#### Consigne:
Dites si chacune des affirmations (a), (b) et (c) concorde avec le tableau des valeurs de référence de l'OMS ci-dessous, en répondant par oui ou par non et en citant les mots du tableau qui tranchent. (a) Les informations reposent sur des effets ressentis pendant 30 minutes en moyenne. (b) Le tableau porte sur des substances cancérogènes. (c) La fabrication de la viscose émet du sulfure de carbonyle.

Tableau 44.19 Valeurs de référence de l'OMS pour certaines substances non
cancérogènes contenues dans l'aira

Polluant

Odeur, seuil

 

Détection

Reconnaissance

Valeur préconisée

Tétrachloro-
éthylène


8 mg/m3


24-32 mg/m3


8 mg/m3

Toluène

1 mg/m3

10 mg/m3

1 mg/m3

Sulfure
de carbone


200 µg/m3


b


20 µg/m3 c

Sulfure
d’hydrogène


0,2-2,0 µg/m3


0,6-6,0 µg/m3


7 µg/m3

Styrène

70 µg/m3

210-280 µg/m3

70 µg/m3

a Ces informations sont basées sur les effets sensoriels ou sur une sensation d’inconfort ressentis pendant 30 minutes en moyenne.b Données non fournies.c La fabrication de la viscose donne lieu à l’émission d’autres substances odorantes telles que le sulfure d’hydrogène et le sulfure de carbonyle.

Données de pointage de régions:
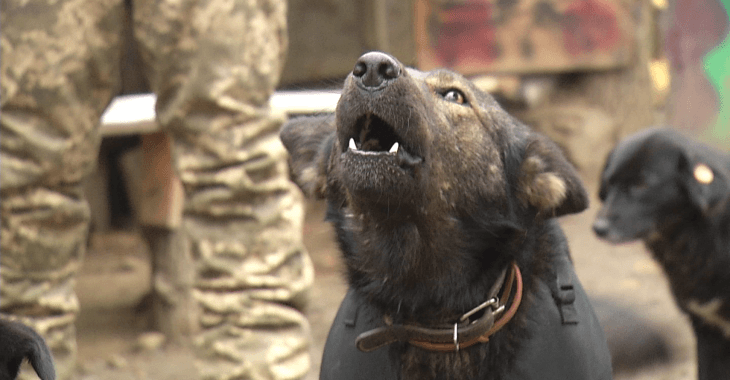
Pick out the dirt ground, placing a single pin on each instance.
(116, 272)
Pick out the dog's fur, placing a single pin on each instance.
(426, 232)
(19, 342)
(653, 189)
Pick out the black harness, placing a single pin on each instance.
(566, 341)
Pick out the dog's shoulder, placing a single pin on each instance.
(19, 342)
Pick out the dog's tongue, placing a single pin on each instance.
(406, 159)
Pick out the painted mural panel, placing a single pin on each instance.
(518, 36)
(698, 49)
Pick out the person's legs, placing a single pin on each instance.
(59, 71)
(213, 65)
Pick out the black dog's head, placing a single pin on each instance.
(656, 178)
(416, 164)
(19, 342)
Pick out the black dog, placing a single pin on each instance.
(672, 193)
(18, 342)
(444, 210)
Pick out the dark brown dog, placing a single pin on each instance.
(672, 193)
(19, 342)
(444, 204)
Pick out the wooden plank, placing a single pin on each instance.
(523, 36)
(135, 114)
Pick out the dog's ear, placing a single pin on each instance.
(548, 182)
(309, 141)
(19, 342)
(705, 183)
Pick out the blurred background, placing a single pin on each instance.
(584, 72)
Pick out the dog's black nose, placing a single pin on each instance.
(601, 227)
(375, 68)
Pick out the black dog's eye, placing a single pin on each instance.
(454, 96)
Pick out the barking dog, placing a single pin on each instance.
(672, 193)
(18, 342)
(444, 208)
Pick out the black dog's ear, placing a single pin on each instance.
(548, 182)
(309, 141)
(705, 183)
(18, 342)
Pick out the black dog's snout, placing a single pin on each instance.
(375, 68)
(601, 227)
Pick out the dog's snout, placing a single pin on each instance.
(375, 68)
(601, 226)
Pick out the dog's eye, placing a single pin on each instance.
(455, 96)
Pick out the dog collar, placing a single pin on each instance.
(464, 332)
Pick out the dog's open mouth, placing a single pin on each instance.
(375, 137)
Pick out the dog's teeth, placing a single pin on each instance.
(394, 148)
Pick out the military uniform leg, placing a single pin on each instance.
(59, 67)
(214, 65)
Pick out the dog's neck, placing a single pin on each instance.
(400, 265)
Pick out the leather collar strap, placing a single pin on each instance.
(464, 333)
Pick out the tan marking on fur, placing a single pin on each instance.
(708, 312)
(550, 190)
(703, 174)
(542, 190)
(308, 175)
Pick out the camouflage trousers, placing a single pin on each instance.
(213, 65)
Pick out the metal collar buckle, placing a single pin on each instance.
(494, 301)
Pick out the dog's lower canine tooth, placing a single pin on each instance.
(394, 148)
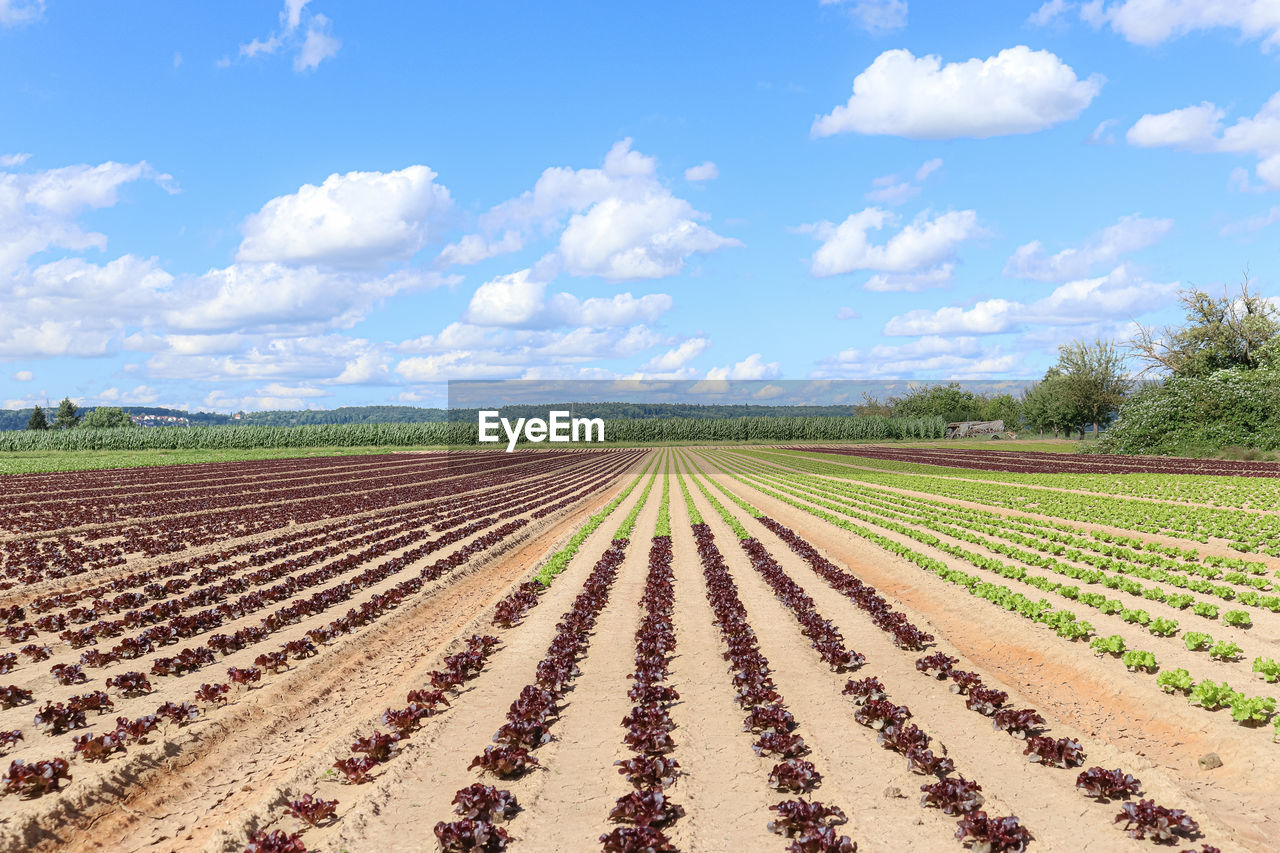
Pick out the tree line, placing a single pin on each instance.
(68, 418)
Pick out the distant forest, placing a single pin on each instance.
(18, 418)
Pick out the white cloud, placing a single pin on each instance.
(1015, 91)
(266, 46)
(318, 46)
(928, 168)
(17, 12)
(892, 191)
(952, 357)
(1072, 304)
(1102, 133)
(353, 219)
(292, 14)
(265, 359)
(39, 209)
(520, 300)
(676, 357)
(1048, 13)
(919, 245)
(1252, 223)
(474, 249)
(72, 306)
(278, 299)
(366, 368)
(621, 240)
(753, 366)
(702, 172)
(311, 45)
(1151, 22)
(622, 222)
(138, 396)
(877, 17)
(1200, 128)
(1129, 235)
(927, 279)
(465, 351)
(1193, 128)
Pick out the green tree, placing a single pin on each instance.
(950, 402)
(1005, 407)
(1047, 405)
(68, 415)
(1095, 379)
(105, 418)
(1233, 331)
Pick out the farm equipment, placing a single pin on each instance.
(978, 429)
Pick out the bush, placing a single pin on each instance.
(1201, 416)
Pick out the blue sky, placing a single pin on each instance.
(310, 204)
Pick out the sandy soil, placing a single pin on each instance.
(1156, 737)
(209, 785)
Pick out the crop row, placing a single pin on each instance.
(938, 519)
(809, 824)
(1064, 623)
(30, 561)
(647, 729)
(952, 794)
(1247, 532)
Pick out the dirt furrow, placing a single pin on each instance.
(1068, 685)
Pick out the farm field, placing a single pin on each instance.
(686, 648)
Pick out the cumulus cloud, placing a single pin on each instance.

#### Réponse:
(a) Oui : « Ces informations sont basées sur les effets sensoriels ou sur une sensation d’inconfort ressentis pendant 30 minutes en moyenne. »
(b) Non : « certaines substances non cancérogènes ».
(c) Oui : « La fabrication de la viscose donne lieu à l’émission d’autres substances odorantes telles que le sulfure d’hydrogène et le sulfure de carbonyle. »